__Task statement__. Strip the pictures and reproduce the rest of the listing exactly.
+ + + +
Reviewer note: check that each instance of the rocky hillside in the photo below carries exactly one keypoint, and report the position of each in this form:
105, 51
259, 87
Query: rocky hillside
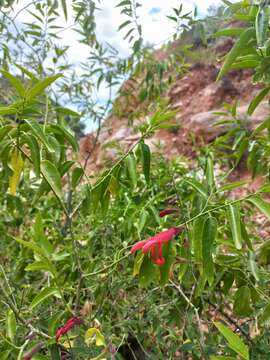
196, 98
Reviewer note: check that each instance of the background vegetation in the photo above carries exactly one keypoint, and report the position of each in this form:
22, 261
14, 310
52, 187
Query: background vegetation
70, 287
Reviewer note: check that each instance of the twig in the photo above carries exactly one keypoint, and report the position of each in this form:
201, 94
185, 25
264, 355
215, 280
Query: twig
230, 319
178, 288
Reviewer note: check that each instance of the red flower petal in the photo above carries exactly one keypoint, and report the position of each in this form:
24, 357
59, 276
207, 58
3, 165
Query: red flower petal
160, 238
139, 245
67, 327
167, 212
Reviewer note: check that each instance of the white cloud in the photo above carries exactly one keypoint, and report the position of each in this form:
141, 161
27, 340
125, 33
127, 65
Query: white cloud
156, 27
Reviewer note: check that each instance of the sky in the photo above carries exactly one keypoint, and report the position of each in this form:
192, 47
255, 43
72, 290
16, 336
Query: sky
156, 27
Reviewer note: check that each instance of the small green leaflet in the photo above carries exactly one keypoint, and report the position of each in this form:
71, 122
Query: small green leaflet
41, 86
146, 160
234, 341
197, 186
132, 170
235, 224
208, 238
237, 50
38, 132
262, 205
15, 82
94, 335
257, 100
43, 295
11, 325
52, 176
261, 25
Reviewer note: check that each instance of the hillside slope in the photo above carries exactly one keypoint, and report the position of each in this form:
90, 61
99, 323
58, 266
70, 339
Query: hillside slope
195, 98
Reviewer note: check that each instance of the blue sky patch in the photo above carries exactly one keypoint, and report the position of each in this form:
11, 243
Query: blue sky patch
154, 11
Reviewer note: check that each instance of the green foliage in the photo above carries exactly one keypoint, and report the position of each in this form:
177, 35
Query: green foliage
66, 279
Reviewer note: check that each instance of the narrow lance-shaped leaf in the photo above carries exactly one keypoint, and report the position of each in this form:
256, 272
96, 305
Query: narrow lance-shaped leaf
40, 236
262, 205
41, 86
131, 166
235, 224
234, 341
210, 177
43, 295
52, 176
261, 25
229, 32
197, 239
197, 186
257, 100
16, 164
146, 160
38, 132
209, 236
11, 325
15, 82
237, 49
64, 7
35, 152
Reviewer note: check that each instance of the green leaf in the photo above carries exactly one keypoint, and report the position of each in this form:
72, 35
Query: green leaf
15, 82
35, 151
237, 50
229, 32
38, 132
35, 248
124, 24
66, 133
124, 3
169, 253
209, 235
209, 173
64, 7
52, 176
138, 263
253, 266
197, 239
66, 111
232, 186
262, 205
11, 325
77, 174
40, 236
265, 315
197, 186
146, 160
245, 64
16, 164
242, 299
4, 131
221, 357
132, 168
41, 86
44, 266
43, 295
235, 224
148, 272
92, 335
8, 110
257, 100
27, 72
234, 341
261, 25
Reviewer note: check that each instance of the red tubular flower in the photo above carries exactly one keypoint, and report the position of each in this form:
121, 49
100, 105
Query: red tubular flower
34, 351
67, 327
155, 243
167, 212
+ + + +
__Finished exercise__.
Reviewer note: check that each instance of the rocky hillside in the photo below carries exactly one keypoint, and report the position of each in this form:
105, 51
259, 87
Query: rocky hillside
196, 98
Reviewer note: check that each instance of the background vegetation in the photo above carries exactly one keypoint, and report the position of each in this form:
22, 261
14, 310
52, 187
Query: background vegetation
70, 287
Reviewer note: check that each instance of the twig in the photo above carries exactly one keypoint, and report the position of each in this form:
201, 94
185, 25
264, 355
215, 280
Query: twig
230, 319
178, 288
Reviewer note: check that each instance of the red flower petal in the photo above carries exactly one keypoint, and report the position of each in this form:
24, 357
59, 276
207, 58
3, 165
Query: red flower petal
160, 238
139, 245
67, 327
167, 212
Reviewer note: check that each instance of the white cloud in the photo above carries exactly one keypoint, and report the position of each in this form:
141, 161
27, 340
125, 33
127, 65
Query: white cloud
156, 27
Reviewer note: check that each instance of the sky in the photo above carries exactly one keypoint, and report the position of each in this form:
192, 47
255, 43
72, 290
16, 336
Query: sky
156, 27
Reviewer note: check that each instance of the small green leaflet in the photo above carries exactly one keypoint, and report the position of each in this form:
71, 122
Query: small green leaflet
41, 86
146, 160
234, 341
197, 186
132, 170
235, 224
208, 238
237, 50
38, 132
262, 205
15, 82
94, 335
257, 100
43, 295
11, 325
52, 176
261, 25
Reviewer note: check that each instance of the hillside slope in the photo above carries exactly one keypoint, and report the position of each in this form:
90, 61
99, 323
58, 266
70, 339
Query: hillside slope
195, 98
Reviewer note: check that each instance of the blue sky patch in the photo above carries exactly one keypoint, and report the position of each in this form:
11, 243
Query: blue sky patch
154, 11
Reviewer note: check that each instance of the green foliage in the photo above carries exactly one keypoint, and report the position of each in this form:
177, 35
Query: green foliage
66, 279
Reviewer note: check that each instance of the narrow lance-shaped leaf in the photo above carries exactly one keypoint, and report the position of each in this form:
256, 272
96, 305
Query: narrow lance-shaped leaf
40, 236
262, 205
41, 86
131, 166
235, 224
234, 341
210, 177
43, 295
52, 176
261, 25
229, 32
197, 239
197, 186
257, 100
16, 164
146, 160
38, 132
209, 236
11, 325
15, 82
237, 49
64, 7
35, 152
Reviewer note: check that each instance of the green leaf in the photo above carries exactly one keypoint, and report the position of each in this form:
72, 35
Query: green leaf
15, 82
35, 151
237, 50
229, 32
38, 132
35, 248
124, 24
66, 133
124, 3
169, 253
209, 235
209, 173
64, 7
52, 176
138, 263
253, 266
197, 239
66, 111
232, 186
262, 205
11, 325
77, 174
40, 236
265, 315
197, 186
146, 160
245, 64
16, 164
242, 299
4, 131
221, 357
132, 168
41, 86
44, 266
43, 295
235, 224
148, 272
92, 335
8, 110
257, 100
27, 72
234, 341
261, 25
Reviewer note: check that each instance of the red tubular flower in the photo above carries exactly one keypoint, and report the position of each in this form:
121, 49
100, 105
Query: red tubular flower
34, 351
67, 327
155, 243
167, 212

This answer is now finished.